• AIM OF THE EXERCISE:
Could you gather every line in the entries below that contains the word "apartment" and copy each one in full?
_ _ _
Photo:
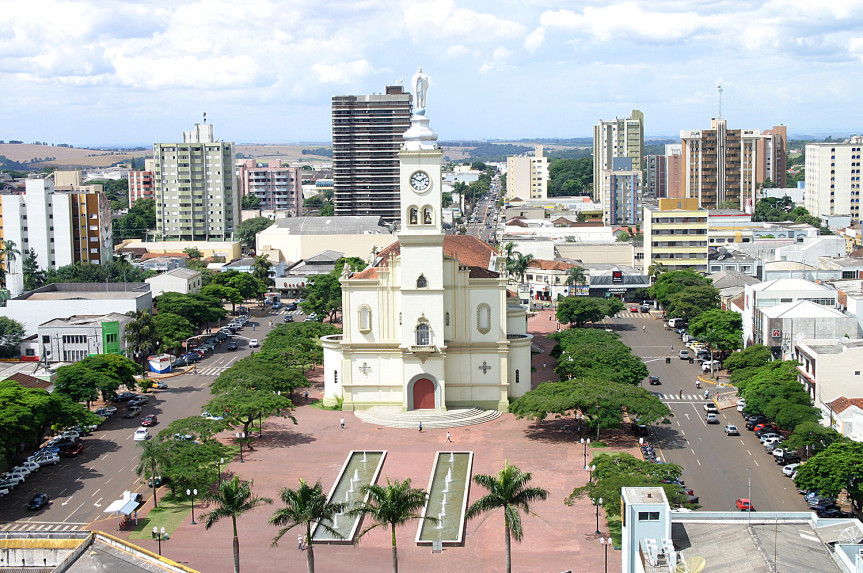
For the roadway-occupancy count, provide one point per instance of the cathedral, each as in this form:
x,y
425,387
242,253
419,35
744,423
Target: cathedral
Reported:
x,y
429,324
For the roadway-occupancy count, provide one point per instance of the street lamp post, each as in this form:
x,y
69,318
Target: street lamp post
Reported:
x,y
585,443
193,493
597,503
606,542
240,437
159,534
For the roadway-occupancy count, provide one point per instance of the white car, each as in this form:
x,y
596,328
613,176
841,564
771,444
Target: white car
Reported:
x,y
789,470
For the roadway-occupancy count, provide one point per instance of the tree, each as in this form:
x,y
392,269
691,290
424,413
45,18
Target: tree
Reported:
x,y
508,491
304,506
833,471
247,230
580,310
34,277
250,202
142,337
391,506
11,334
232,499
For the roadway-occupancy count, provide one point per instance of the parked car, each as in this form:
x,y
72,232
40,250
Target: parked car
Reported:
x,y
39,501
743,504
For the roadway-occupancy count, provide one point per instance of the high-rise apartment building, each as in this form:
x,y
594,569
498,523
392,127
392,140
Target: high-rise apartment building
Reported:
x,y
367,136
196,191
277,187
527,176
620,137
142,184
726,166
62,226
833,172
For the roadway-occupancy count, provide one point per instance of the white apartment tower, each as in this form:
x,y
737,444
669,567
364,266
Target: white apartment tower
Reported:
x,y
527,177
196,191
833,178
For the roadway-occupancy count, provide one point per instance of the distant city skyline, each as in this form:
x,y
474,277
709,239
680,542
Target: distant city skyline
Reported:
x,y
134,73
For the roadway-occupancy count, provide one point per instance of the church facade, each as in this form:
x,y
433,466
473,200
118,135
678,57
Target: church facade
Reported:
x,y
429,324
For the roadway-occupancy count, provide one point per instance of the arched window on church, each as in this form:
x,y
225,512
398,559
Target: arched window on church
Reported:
x,y
483,318
423,334
365,318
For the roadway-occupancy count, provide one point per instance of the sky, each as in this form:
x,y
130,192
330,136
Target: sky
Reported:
x,y
104,72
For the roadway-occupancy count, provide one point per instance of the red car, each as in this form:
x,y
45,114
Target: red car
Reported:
x,y
744,504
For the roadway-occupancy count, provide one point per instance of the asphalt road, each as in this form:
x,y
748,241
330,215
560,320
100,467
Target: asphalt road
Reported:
x,y
81,488
717,467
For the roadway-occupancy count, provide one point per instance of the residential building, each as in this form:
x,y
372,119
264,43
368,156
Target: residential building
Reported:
x,y
658,539
278,187
675,234
77,337
62,226
367,136
142,184
429,324
196,191
655,177
181,280
780,291
833,172
527,176
46,303
722,165
617,138
297,238
830,369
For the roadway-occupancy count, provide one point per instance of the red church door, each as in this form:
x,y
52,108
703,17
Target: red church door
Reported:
x,y
423,394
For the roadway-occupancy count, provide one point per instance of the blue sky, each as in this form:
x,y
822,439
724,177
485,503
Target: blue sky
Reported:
x,y
134,72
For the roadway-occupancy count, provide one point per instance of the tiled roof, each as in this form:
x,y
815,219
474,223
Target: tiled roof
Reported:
x,y
842,403
547,265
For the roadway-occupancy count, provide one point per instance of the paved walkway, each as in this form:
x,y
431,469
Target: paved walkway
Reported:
x,y
560,538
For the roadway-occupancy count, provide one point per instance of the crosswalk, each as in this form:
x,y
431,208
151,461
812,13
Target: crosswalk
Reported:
x,y
41,526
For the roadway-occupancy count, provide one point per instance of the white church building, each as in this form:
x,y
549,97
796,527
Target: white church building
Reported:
x,y
429,324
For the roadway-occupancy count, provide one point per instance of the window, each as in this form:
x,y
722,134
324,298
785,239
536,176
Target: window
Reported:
x,y
423,334
483,318
365,318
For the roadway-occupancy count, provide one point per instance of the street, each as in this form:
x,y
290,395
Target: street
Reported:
x,y
717,467
81,487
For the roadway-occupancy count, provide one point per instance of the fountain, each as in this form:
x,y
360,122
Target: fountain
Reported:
x,y
361,468
448,490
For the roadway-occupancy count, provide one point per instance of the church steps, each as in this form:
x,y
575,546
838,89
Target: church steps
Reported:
x,y
395,417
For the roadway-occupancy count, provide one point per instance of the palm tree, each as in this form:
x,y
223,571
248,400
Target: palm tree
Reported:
x,y
233,499
151,461
391,506
303,506
507,490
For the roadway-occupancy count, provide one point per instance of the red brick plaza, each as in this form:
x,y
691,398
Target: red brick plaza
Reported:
x,y
558,538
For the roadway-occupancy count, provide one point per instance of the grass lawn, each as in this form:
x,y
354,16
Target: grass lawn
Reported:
x,y
169,514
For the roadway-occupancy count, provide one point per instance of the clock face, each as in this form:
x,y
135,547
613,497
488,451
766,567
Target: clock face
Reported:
x,y
420,181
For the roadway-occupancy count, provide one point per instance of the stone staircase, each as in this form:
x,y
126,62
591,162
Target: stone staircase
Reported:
x,y
395,417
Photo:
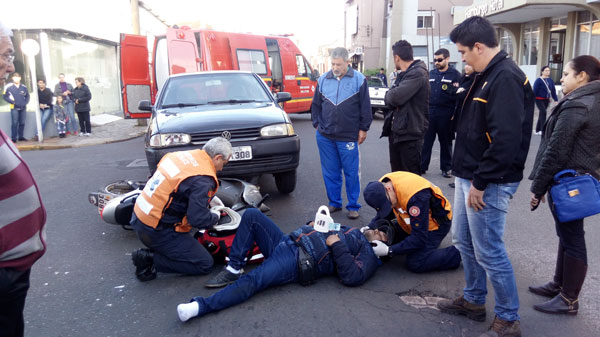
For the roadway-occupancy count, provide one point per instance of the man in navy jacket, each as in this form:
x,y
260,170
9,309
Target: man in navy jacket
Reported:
x,y
18,96
341,113
302,256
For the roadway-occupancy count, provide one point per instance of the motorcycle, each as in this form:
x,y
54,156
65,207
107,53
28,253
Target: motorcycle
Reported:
x,y
116,201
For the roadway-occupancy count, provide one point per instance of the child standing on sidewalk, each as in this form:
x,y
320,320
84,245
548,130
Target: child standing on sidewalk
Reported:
x,y
61,117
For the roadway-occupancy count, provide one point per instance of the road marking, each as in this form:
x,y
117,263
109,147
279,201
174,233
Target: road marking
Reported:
x,y
138,163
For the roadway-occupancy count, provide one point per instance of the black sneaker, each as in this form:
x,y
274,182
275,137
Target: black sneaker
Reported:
x,y
143,260
223,278
460,306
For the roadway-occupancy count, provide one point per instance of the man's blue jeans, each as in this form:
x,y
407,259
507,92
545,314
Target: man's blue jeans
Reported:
x,y
72,126
280,265
45,115
17,118
478,237
335,158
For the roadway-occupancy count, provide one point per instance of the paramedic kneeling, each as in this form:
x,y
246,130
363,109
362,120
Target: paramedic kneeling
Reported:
x,y
422,220
176,198
302,256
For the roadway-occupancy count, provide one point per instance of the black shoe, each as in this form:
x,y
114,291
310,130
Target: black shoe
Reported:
x,y
223,278
143,260
559,305
549,289
460,306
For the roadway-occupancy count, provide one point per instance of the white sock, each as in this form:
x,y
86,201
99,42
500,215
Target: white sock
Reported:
x,y
187,310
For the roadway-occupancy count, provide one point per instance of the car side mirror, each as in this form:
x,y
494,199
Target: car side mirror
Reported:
x,y
283,97
145,105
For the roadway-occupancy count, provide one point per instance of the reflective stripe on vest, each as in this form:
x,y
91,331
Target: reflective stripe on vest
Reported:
x,y
406,185
172,169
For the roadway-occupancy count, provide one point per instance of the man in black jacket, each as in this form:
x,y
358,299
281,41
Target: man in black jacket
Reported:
x,y
493,133
408,97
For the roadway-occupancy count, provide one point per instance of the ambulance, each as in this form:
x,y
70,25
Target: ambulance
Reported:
x,y
276,59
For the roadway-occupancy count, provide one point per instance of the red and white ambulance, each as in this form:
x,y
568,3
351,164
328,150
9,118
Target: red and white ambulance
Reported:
x,y
182,50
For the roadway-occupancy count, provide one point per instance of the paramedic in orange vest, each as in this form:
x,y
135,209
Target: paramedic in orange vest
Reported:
x,y
175,199
420,219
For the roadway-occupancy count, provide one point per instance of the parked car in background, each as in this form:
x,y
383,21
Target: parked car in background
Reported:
x,y
377,90
195,107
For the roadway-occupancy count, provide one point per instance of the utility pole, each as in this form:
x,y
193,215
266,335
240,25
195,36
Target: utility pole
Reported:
x,y
135,17
135,27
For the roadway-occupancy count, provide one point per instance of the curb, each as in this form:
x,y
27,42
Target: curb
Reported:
x,y
74,145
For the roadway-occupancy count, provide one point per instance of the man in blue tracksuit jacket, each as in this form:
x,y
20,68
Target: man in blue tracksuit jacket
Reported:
x,y
341,113
302,256
18,96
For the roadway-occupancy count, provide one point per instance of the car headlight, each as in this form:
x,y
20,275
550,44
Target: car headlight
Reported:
x,y
276,130
170,139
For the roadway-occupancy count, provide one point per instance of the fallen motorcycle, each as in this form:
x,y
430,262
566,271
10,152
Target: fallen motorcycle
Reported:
x,y
116,201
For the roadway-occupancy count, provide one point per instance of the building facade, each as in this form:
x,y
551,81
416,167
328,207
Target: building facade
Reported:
x,y
538,33
83,46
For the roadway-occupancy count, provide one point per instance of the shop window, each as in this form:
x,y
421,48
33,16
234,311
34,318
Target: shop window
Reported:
x,y
252,60
425,19
529,51
506,42
588,34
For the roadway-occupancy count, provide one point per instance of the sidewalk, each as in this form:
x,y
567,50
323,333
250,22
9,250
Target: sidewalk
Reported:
x,y
105,129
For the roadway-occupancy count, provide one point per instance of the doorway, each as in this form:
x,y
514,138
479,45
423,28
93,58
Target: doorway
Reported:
x,y
556,54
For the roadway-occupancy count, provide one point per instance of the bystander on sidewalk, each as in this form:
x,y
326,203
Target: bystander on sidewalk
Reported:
x,y
107,129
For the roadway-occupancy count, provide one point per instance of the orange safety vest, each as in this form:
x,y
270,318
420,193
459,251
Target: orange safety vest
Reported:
x,y
172,169
406,185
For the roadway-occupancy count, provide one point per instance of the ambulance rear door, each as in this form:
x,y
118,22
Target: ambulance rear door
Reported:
x,y
183,51
297,77
135,75
249,53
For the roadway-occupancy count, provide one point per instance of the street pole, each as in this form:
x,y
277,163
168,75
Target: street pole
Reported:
x,y
135,17
135,27
31,48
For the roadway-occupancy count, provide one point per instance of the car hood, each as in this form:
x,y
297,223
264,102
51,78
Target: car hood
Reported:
x,y
194,120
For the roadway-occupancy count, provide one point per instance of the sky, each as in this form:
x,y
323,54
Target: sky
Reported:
x,y
312,22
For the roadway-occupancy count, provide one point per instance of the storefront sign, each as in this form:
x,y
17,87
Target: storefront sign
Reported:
x,y
485,9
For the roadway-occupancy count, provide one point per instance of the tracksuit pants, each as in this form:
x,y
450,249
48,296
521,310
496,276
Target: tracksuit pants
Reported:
x,y
338,157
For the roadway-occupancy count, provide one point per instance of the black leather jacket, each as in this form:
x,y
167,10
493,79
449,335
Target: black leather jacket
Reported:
x,y
571,138
494,126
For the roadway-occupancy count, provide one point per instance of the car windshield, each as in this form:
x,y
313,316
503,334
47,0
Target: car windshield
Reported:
x,y
375,82
203,89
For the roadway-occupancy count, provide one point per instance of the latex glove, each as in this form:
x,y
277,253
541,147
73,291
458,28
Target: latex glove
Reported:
x,y
380,248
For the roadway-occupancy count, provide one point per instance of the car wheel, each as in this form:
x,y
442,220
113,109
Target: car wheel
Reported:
x,y
285,181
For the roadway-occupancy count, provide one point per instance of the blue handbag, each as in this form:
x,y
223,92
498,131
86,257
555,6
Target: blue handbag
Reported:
x,y
575,196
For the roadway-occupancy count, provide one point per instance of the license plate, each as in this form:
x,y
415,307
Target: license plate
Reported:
x,y
241,153
103,199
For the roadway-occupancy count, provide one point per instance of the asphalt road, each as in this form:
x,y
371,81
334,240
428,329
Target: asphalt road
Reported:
x,y
85,284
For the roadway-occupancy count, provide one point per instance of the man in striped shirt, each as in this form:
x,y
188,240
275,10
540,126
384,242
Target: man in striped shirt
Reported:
x,y
22,217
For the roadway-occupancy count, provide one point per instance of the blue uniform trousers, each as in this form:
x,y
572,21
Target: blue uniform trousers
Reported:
x,y
427,257
280,265
336,157
174,252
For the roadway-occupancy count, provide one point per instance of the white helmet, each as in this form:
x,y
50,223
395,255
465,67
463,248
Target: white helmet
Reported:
x,y
228,221
323,221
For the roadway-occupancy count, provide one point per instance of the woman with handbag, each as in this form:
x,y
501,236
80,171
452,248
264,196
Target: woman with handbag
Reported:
x,y
543,89
570,141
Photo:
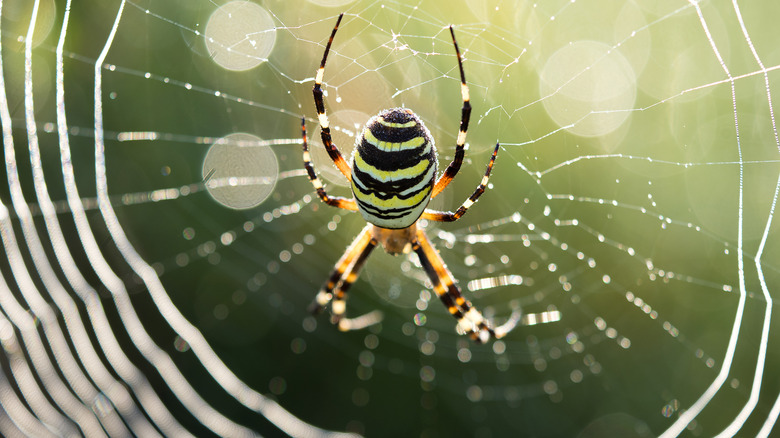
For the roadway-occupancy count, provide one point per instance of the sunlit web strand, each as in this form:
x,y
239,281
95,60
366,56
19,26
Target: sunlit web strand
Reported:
x,y
689,414
755,390
123,403
189,333
62,354
114,353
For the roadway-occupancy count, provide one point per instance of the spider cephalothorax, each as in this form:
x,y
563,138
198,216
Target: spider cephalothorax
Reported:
x,y
393,177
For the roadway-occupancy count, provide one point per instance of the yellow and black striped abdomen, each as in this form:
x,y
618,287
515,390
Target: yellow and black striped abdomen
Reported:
x,y
393,169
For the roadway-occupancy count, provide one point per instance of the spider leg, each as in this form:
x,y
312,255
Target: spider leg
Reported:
x,y
333,151
448,216
335,201
465,114
470,320
343,276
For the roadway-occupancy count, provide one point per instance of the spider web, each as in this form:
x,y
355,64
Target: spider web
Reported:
x,y
162,241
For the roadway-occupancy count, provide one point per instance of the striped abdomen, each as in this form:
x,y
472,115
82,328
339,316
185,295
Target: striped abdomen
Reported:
x,y
393,169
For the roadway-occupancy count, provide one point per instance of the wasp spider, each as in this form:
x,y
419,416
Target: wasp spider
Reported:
x,y
392,177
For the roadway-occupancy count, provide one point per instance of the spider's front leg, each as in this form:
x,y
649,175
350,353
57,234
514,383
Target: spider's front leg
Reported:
x,y
470,320
346,271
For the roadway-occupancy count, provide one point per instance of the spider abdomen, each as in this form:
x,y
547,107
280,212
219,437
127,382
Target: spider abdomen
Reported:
x,y
393,169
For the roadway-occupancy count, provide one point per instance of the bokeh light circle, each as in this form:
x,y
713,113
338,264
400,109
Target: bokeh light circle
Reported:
x,y
239,171
240,35
587,87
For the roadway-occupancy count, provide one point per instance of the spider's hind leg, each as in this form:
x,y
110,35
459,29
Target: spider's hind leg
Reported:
x,y
470,320
346,271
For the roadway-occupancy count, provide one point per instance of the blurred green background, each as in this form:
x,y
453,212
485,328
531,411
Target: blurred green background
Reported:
x,y
639,158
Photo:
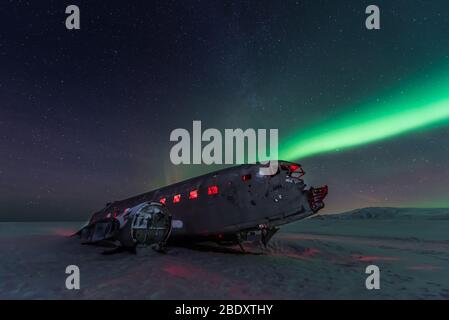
_ _ _
• COMPLETED EXERCISE:
For the roadway-occupancy count, provide one point per instance of the high-rise apartment building, each as in this form:
Target: high-rise apartment building
For the roadway-occupancy count, provide one point per instance of the white apartment tower, each as in this form:
Target: white apartment tower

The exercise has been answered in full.